WHAT IS EXPECTED - From the entries that follow, report every line in which "blurred" occurs.

(Saved entries)
[Start of section]

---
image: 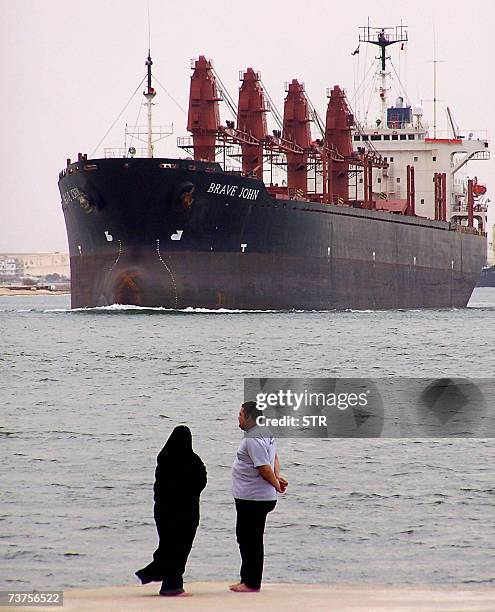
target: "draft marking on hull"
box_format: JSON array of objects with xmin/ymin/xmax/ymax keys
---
[
  {"xmin": 156, "ymin": 238, "xmax": 179, "ymax": 309},
  {"xmin": 107, "ymin": 239, "xmax": 122, "ymax": 274}
]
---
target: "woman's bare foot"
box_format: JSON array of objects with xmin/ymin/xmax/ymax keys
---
[
  {"xmin": 159, "ymin": 586, "xmax": 191, "ymax": 597},
  {"xmin": 229, "ymin": 582, "xmax": 241, "ymax": 589},
  {"xmin": 229, "ymin": 583, "xmax": 260, "ymax": 592}
]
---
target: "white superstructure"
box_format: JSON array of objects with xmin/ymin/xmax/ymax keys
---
[
  {"xmin": 352, "ymin": 25, "xmax": 490, "ymax": 231},
  {"xmin": 353, "ymin": 121, "xmax": 489, "ymax": 222}
]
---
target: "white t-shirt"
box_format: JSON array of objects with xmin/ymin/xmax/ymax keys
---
[{"xmin": 232, "ymin": 427, "xmax": 277, "ymax": 501}]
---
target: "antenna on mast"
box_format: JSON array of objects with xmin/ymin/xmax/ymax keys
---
[
  {"xmin": 358, "ymin": 23, "xmax": 408, "ymax": 125},
  {"xmin": 147, "ymin": 0, "xmax": 151, "ymax": 51},
  {"xmin": 426, "ymin": 26, "xmax": 444, "ymax": 139},
  {"xmin": 123, "ymin": 2, "xmax": 173, "ymax": 158},
  {"xmin": 144, "ymin": 52, "xmax": 157, "ymax": 158},
  {"xmin": 433, "ymin": 24, "xmax": 437, "ymax": 139},
  {"xmin": 143, "ymin": 1, "xmax": 156, "ymax": 157}
]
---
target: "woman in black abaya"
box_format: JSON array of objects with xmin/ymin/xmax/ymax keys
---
[{"xmin": 136, "ymin": 426, "xmax": 207, "ymax": 596}]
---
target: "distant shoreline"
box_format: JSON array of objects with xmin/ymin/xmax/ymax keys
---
[{"xmin": 0, "ymin": 288, "xmax": 70, "ymax": 297}]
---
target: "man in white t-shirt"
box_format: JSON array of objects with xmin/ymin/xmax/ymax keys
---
[{"xmin": 230, "ymin": 401, "xmax": 288, "ymax": 593}]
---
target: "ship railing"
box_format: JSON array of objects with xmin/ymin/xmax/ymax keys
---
[
  {"xmin": 451, "ymin": 224, "xmax": 485, "ymax": 236},
  {"xmin": 223, "ymin": 163, "xmax": 243, "ymax": 174},
  {"xmin": 177, "ymin": 136, "xmax": 194, "ymax": 148},
  {"xmin": 471, "ymin": 150, "xmax": 490, "ymax": 161},
  {"xmin": 125, "ymin": 125, "xmax": 174, "ymax": 139},
  {"xmin": 190, "ymin": 57, "xmax": 214, "ymax": 68},
  {"xmin": 452, "ymin": 204, "xmax": 487, "ymax": 213},
  {"xmin": 225, "ymin": 145, "xmax": 242, "ymax": 159},
  {"xmin": 285, "ymin": 81, "xmax": 305, "ymax": 92},
  {"xmin": 103, "ymin": 147, "xmax": 147, "ymax": 158},
  {"xmin": 238, "ymin": 69, "xmax": 261, "ymax": 81},
  {"xmin": 426, "ymin": 129, "xmax": 489, "ymax": 141}
]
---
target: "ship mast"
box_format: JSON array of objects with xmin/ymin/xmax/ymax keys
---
[
  {"xmin": 144, "ymin": 51, "xmax": 156, "ymax": 158},
  {"xmin": 359, "ymin": 24, "xmax": 408, "ymax": 125}
]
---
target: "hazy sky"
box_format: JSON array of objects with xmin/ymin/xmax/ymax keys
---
[{"xmin": 1, "ymin": 0, "xmax": 494, "ymax": 252}]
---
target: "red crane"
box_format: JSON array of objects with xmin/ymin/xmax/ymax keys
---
[
  {"xmin": 187, "ymin": 56, "xmax": 221, "ymax": 162},
  {"xmin": 182, "ymin": 56, "xmax": 388, "ymax": 210},
  {"xmin": 237, "ymin": 68, "xmax": 268, "ymax": 178},
  {"xmin": 282, "ymin": 80, "xmax": 312, "ymax": 197},
  {"xmin": 324, "ymin": 86, "xmax": 353, "ymax": 203}
]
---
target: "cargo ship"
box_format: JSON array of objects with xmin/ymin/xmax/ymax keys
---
[{"xmin": 58, "ymin": 24, "xmax": 489, "ymax": 310}]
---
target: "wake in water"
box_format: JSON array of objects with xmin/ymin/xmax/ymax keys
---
[
  {"xmin": 44, "ymin": 304, "xmax": 308, "ymax": 314},
  {"xmin": 1, "ymin": 302, "xmax": 493, "ymax": 314},
  {"xmin": 2, "ymin": 286, "xmax": 495, "ymax": 313},
  {"xmin": 45, "ymin": 304, "xmax": 449, "ymax": 314}
]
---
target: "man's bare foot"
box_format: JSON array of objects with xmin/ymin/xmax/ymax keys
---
[
  {"xmin": 229, "ymin": 582, "xmax": 241, "ymax": 589},
  {"xmin": 229, "ymin": 583, "xmax": 260, "ymax": 592}
]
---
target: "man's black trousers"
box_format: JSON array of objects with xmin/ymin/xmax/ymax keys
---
[{"xmin": 234, "ymin": 498, "xmax": 277, "ymax": 589}]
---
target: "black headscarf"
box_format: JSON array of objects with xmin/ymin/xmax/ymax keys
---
[
  {"xmin": 157, "ymin": 426, "xmax": 193, "ymax": 462},
  {"xmin": 154, "ymin": 426, "xmax": 207, "ymax": 507}
]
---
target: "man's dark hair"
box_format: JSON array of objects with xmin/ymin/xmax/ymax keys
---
[{"xmin": 241, "ymin": 401, "xmax": 260, "ymax": 420}]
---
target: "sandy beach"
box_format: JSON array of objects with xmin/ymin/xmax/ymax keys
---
[
  {"xmin": 0, "ymin": 288, "xmax": 69, "ymax": 297},
  {"xmin": 8, "ymin": 582, "xmax": 495, "ymax": 612}
]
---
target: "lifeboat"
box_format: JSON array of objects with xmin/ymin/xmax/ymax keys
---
[{"xmin": 472, "ymin": 177, "xmax": 487, "ymax": 196}]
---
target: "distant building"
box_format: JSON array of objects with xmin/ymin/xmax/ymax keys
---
[
  {"xmin": 0, "ymin": 256, "xmax": 24, "ymax": 277},
  {"xmin": 0, "ymin": 252, "xmax": 70, "ymax": 278}
]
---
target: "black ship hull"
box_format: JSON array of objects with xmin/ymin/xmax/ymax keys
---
[{"xmin": 58, "ymin": 158, "xmax": 486, "ymax": 310}]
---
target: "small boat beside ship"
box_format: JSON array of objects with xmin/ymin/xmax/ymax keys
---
[{"xmin": 58, "ymin": 24, "xmax": 489, "ymax": 310}]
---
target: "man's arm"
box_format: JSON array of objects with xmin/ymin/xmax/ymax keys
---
[
  {"xmin": 274, "ymin": 453, "xmax": 288, "ymax": 492},
  {"xmin": 257, "ymin": 464, "xmax": 283, "ymax": 493},
  {"xmin": 248, "ymin": 440, "xmax": 287, "ymax": 493}
]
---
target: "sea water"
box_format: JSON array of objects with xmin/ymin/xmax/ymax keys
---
[{"xmin": 1, "ymin": 288, "xmax": 495, "ymax": 589}]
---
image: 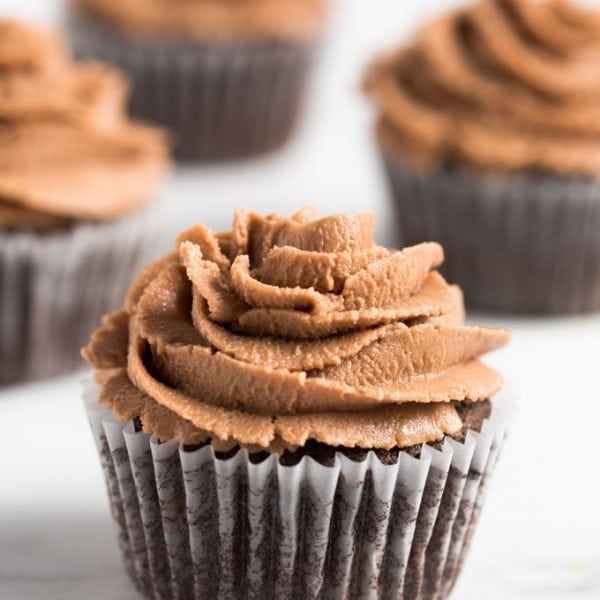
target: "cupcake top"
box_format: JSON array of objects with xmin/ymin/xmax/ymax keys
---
[
  {"xmin": 73, "ymin": 0, "xmax": 326, "ymax": 42},
  {"xmin": 365, "ymin": 0, "xmax": 600, "ymax": 175},
  {"xmin": 83, "ymin": 207, "xmax": 509, "ymax": 453},
  {"xmin": 0, "ymin": 20, "xmax": 169, "ymax": 231}
]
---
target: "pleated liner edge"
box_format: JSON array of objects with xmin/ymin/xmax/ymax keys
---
[{"xmin": 84, "ymin": 381, "xmax": 509, "ymax": 600}]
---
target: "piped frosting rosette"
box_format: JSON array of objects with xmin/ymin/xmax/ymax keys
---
[
  {"xmin": 365, "ymin": 0, "xmax": 600, "ymax": 174},
  {"xmin": 74, "ymin": 0, "xmax": 325, "ymax": 41},
  {"xmin": 0, "ymin": 19, "xmax": 168, "ymax": 230},
  {"xmin": 84, "ymin": 208, "xmax": 509, "ymax": 453}
]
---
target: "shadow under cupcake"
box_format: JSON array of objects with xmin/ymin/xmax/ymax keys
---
[
  {"xmin": 67, "ymin": 0, "xmax": 326, "ymax": 162},
  {"xmin": 0, "ymin": 19, "xmax": 169, "ymax": 384},
  {"xmin": 365, "ymin": 0, "xmax": 600, "ymax": 315},
  {"xmin": 83, "ymin": 207, "xmax": 510, "ymax": 599}
]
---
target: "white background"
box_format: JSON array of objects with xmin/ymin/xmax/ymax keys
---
[{"xmin": 1, "ymin": 1, "xmax": 600, "ymax": 598}]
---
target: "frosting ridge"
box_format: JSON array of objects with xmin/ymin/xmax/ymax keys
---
[
  {"xmin": 0, "ymin": 19, "xmax": 169, "ymax": 230},
  {"xmin": 365, "ymin": 0, "xmax": 600, "ymax": 175},
  {"xmin": 83, "ymin": 208, "xmax": 509, "ymax": 451},
  {"xmin": 73, "ymin": 0, "xmax": 325, "ymax": 41}
]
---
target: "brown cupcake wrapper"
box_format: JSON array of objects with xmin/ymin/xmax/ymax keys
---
[
  {"xmin": 382, "ymin": 152, "xmax": 600, "ymax": 314},
  {"xmin": 0, "ymin": 213, "xmax": 159, "ymax": 384},
  {"xmin": 68, "ymin": 12, "xmax": 317, "ymax": 162},
  {"xmin": 84, "ymin": 382, "xmax": 509, "ymax": 600}
]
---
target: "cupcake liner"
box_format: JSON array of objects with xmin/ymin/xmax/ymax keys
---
[
  {"xmin": 68, "ymin": 13, "xmax": 316, "ymax": 162},
  {"xmin": 382, "ymin": 153, "xmax": 600, "ymax": 314},
  {"xmin": 84, "ymin": 381, "xmax": 509, "ymax": 600},
  {"xmin": 0, "ymin": 213, "xmax": 158, "ymax": 384}
]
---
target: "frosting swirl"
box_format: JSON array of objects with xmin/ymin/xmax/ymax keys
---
[
  {"xmin": 365, "ymin": 0, "xmax": 600, "ymax": 175},
  {"xmin": 0, "ymin": 20, "xmax": 169, "ymax": 230},
  {"xmin": 73, "ymin": 0, "xmax": 325, "ymax": 41},
  {"xmin": 84, "ymin": 208, "xmax": 509, "ymax": 452}
]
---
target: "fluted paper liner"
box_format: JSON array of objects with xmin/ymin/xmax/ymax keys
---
[
  {"xmin": 0, "ymin": 213, "xmax": 157, "ymax": 384},
  {"xmin": 69, "ymin": 13, "xmax": 316, "ymax": 162},
  {"xmin": 84, "ymin": 381, "xmax": 509, "ymax": 600},
  {"xmin": 383, "ymin": 153, "xmax": 600, "ymax": 315}
]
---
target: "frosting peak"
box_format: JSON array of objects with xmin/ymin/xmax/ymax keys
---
[
  {"xmin": 0, "ymin": 19, "xmax": 169, "ymax": 230},
  {"xmin": 365, "ymin": 0, "xmax": 600, "ymax": 175},
  {"xmin": 0, "ymin": 20, "xmax": 56, "ymax": 68},
  {"xmin": 83, "ymin": 208, "xmax": 509, "ymax": 452}
]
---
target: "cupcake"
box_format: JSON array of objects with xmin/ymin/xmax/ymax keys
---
[
  {"xmin": 68, "ymin": 0, "xmax": 326, "ymax": 161},
  {"xmin": 0, "ymin": 20, "xmax": 169, "ymax": 384},
  {"xmin": 83, "ymin": 207, "xmax": 510, "ymax": 599},
  {"xmin": 365, "ymin": 0, "xmax": 600, "ymax": 314}
]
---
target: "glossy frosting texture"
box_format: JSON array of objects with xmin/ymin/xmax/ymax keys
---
[
  {"xmin": 83, "ymin": 208, "xmax": 509, "ymax": 451},
  {"xmin": 0, "ymin": 20, "xmax": 169, "ymax": 230},
  {"xmin": 73, "ymin": 0, "xmax": 325, "ymax": 41},
  {"xmin": 365, "ymin": 0, "xmax": 600, "ymax": 175}
]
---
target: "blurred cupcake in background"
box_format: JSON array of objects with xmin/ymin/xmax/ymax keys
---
[
  {"xmin": 0, "ymin": 20, "xmax": 169, "ymax": 384},
  {"xmin": 68, "ymin": 0, "xmax": 326, "ymax": 161},
  {"xmin": 365, "ymin": 0, "xmax": 600, "ymax": 314},
  {"xmin": 83, "ymin": 207, "xmax": 510, "ymax": 599}
]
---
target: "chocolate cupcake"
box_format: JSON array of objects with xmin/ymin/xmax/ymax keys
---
[
  {"xmin": 68, "ymin": 0, "xmax": 326, "ymax": 161},
  {"xmin": 83, "ymin": 207, "xmax": 510, "ymax": 599},
  {"xmin": 365, "ymin": 0, "xmax": 600, "ymax": 314},
  {"xmin": 0, "ymin": 20, "xmax": 169, "ymax": 384}
]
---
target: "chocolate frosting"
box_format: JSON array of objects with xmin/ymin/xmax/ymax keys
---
[
  {"xmin": 0, "ymin": 20, "xmax": 169, "ymax": 230},
  {"xmin": 83, "ymin": 208, "xmax": 509, "ymax": 452},
  {"xmin": 365, "ymin": 0, "xmax": 600, "ymax": 175},
  {"xmin": 73, "ymin": 0, "xmax": 325, "ymax": 41}
]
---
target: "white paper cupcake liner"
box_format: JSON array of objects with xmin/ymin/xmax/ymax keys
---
[
  {"xmin": 84, "ymin": 381, "xmax": 509, "ymax": 600},
  {"xmin": 382, "ymin": 153, "xmax": 600, "ymax": 314},
  {"xmin": 68, "ymin": 12, "xmax": 316, "ymax": 162},
  {"xmin": 0, "ymin": 213, "xmax": 158, "ymax": 384}
]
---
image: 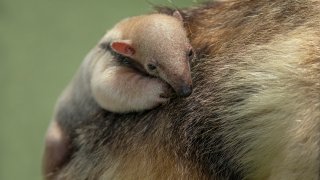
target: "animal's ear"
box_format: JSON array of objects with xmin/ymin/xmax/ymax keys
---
[
  {"xmin": 154, "ymin": 7, "xmax": 186, "ymax": 21},
  {"xmin": 173, "ymin": 10, "xmax": 183, "ymax": 22},
  {"xmin": 111, "ymin": 40, "xmax": 135, "ymax": 57}
]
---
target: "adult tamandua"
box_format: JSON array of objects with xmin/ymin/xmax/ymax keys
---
[{"xmin": 43, "ymin": 1, "xmax": 320, "ymax": 179}]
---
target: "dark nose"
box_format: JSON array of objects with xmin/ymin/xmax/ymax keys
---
[{"xmin": 178, "ymin": 85, "xmax": 193, "ymax": 97}]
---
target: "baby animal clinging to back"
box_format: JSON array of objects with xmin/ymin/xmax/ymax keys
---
[
  {"xmin": 91, "ymin": 11, "xmax": 194, "ymax": 112},
  {"xmin": 43, "ymin": 11, "xmax": 194, "ymax": 179}
]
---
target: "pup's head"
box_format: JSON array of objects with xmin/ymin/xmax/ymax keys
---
[{"xmin": 104, "ymin": 11, "xmax": 194, "ymax": 97}]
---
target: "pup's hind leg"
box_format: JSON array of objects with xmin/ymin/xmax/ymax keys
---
[{"xmin": 42, "ymin": 121, "xmax": 72, "ymax": 180}]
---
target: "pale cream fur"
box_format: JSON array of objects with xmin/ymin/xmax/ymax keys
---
[
  {"xmin": 227, "ymin": 28, "xmax": 320, "ymax": 180},
  {"xmin": 90, "ymin": 14, "xmax": 192, "ymax": 113},
  {"xmin": 91, "ymin": 52, "xmax": 168, "ymax": 112},
  {"xmin": 45, "ymin": 121, "xmax": 64, "ymax": 147}
]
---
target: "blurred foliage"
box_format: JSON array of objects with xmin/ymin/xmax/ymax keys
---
[{"xmin": 0, "ymin": 0, "xmax": 199, "ymax": 179}]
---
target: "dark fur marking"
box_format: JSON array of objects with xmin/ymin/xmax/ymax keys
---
[{"xmin": 99, "ymin": 42, "xmax": 148, "ymax": 76}]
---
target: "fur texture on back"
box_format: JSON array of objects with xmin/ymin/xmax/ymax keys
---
[{"xmin": 46, "ymin": 0, "xmax": 320, "ymax": 179}]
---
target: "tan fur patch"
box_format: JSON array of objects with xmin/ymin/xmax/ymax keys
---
[{"xmin": 100, "ymin": 141, "xmax": 205, "ymax": 180}]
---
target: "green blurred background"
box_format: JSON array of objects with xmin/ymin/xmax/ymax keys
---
[{"xmin": 0, "ymin": 0, "xmax": 198, "ymax": 179}]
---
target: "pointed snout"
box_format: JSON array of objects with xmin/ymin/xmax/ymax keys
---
[
  {"xmin": 159, "ymin": 57, "xmax": 193, "ymax": 98},
  {"xmin": 169, "ymin": 75, "xmax": 193, "ymax": 97}
]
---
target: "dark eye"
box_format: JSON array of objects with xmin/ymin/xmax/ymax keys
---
[
  {"xmin": 121, "ymin": 58, "xmax": 130, "ymax": 65},
  {"xmin": 147, "ymin": 64, "xmax": 157, "ymax": 71},
  {"xmin": 188, "ymin": 49, "xmax": 194, "ymax": 58}
]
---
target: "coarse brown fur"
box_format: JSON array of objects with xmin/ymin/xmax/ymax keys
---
[{"xmin": 43, "ymin": 0, "xmax": 320, "ymax": 179}]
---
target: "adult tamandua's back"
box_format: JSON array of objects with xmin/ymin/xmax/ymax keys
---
[{"xmin": 43, "ymin": 0, "xmax": 320, "ymax": 179}]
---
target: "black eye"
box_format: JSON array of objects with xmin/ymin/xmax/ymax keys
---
[
  {"xmin": 188, "ymin": 49, "xmax": 194, "ymax": 58},
  {"xmin": 147, "ymin": 64, "xmax": 157, "ymax": 71},
  {"xmin": 121, "ymin": 58, "xmax": 130, "ymax": 65}
]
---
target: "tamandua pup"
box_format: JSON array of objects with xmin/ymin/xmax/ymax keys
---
[
  {"xmin": 91, "ymin": 11, "xmax": 194, "ymax": 112},
  {"xmin": 43, "ymin": 11, "xmax": 194, "ymax": 179}
]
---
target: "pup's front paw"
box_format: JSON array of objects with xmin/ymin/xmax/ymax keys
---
[
  {"xmin": 159, "ymin": 82, "xmax": 174, "ymax": 99},
  {"xmin": 148, "ymin": 78, "xmax": 172, "ymax": 105}
]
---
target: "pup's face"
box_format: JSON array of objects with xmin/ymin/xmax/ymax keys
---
[{"xmin": 104, "ymin": 12, "xmax": 194, "ymax": 97}]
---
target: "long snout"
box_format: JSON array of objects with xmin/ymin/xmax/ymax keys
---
[
  {"xmin": 159, "ymin": 57, "xmax": 193, "ymax": 98},
  {"xmin": 168, "ymin": 72, "xmax": 193, "ymax": 97}
]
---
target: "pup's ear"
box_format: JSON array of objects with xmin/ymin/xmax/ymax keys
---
[
  {"xmin": 111, "ymin": 40, "xmax": 135, "ymax": 57},
  {"xmin": 173, "ymin": 10, "xmax": 183, "ymax": 22}
]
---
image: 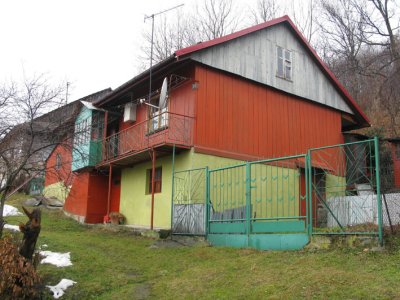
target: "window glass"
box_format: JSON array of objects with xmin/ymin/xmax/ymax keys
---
[
  {"xmin": 277, "ymin": 46, "xmax": 292, "ymax": 81},
  {"xmin": 55, "ymin": 153, "xmax": 62, "ymax": 170},
  {"xmin": 148, "ymin": 167, "xmax": 162, "ymax": 194}
]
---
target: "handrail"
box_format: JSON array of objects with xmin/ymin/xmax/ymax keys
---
[
  {"xmin": 101, "ymin": 112, "xmax": 193, "ymax": 162},
  {"xmin": 104, "ymin": 111, "xmax": 194, "ymax": 141}
]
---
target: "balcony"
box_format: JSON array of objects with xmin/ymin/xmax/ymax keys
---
[{"xmin": 101, "ymin": 112, "xmax": 193, "ymax": 165}]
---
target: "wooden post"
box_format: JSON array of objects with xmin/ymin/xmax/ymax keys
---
[
  {"xmin": 103, "ymin": 111, "xmax": 108, "ymax": 160},
  {"xmin": 107, "ymin": 164, "xmax": 113, "ymax": 218},
  {"xmin": 151, "ymin": 148, "xmax": 156, "ymax": 230}
]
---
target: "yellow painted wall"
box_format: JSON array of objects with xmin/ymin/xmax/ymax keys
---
[
  {"xmin": 120, "ymin": 149, "xmax": 247, "ymax": 229},
  {"xmin": 120, "ymin": 149, "xmax": 304, "ymax": 229},
  {"xmin": 43, "ymin": 181, "xmax": 70, "ymax": 202},
  {"xmin": 325, "ymin": 174, "xmax": 346, "ymax": 199}
]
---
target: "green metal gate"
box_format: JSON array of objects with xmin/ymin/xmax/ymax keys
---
[
  {"xmin": 308, "ymin": 137, "xmax": 383, "ymax": 243},
  {"xmin": 207, "ymin": 155, "xmax": 310, "ymax": 250}
]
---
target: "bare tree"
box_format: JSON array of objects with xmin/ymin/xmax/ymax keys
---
[
  {"xmin": 139, "ymin": 0, "xmax": 241, "ymax": 69},
  {"xmin": 250, "ymin": 0, "xmax": 281, "ymax": 24},
  {"xmin": 289, "ymin": 0, "xmax": 318, "ymax": 43},
  {"xmin": 317, "ymin": 0, "xmax": 365, "ymax": 99},
  {"xmin": 194, "ymin": 0, "xmax": 240, "ymax": 41},
  {"xmin": 0, "ymin": 74, "xmax": 69, "ymax": 237}
]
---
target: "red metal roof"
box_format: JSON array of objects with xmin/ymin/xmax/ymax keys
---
[{"xmin": 175, "ymin": 15, "xmax": 370, "ymax": 127}]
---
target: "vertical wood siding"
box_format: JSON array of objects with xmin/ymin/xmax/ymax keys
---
[
  {"xmin": 194, "ymin": 65, "xmax": 344, "ymax": 159},
  {"xmin": 391, "ymin": 143, "xmax": 400, "ymax": 188},
  {"xmin": 45, "ymin": 143, "xmax": 73, "ymax": 187}
]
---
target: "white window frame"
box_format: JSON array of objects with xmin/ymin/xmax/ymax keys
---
[{"xmin": 276, "ymin": 46, "xmax": 293, "ymax": 81}]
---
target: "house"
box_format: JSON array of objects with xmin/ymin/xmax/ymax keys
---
[
  {"xmin": 63, "ymin": 14, "xmax": 371, "ymax": 241},
  {"xmin": 43, "ymin": 89, "xmax": 111, "ymax": 219}
]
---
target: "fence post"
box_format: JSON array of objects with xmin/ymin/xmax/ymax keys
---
[
  {"xmin": 307, "ymin": 151, "xmax": 313, "ymax": 236},
  {"xmin": 205, "ymin": 166, "xmax": 209, "ymax": 236},
  {"xmin": 246, "ymin": 162, "xmax": 251, "ymax": 246},
  {"xmin": 374, "ymin": 136, "xmax": 383, "ymax": 246},
  {"xmin": 170, "ymin": 144, "xmax": 176, "ymax": 234},
  {"xmin": 305, "ymin": 153, "xmax": 310, "ymax": 237}
]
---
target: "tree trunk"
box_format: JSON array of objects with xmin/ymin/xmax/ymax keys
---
[
  {"xmin": 0, "ymin": 191, "xmax": 7, "ymax": 239},
  {"xmin": 19, "ymin": 207, "xmax": 41, "ymax": 260}
]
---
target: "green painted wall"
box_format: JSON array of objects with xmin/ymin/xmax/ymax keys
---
[
  {"xmin": 43, "ymin": 181, "xmax": 70, "ymax": 202},
  {"xmin": 209, "ymin": 163, "xmax": 300, "ymax": 219},
  {"xmin": 72, "ymin": 107, "xmax": 104, "ymax": 171}
]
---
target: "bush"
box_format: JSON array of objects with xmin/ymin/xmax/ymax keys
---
[{"xmin": 0, "ymin": 236, "xmax": 41, "ymax": 299}]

[End of section]

ANSWER SPACE -
target: "blurred cupcake in background"
target: "blurred foliage"
target: "green blurred background"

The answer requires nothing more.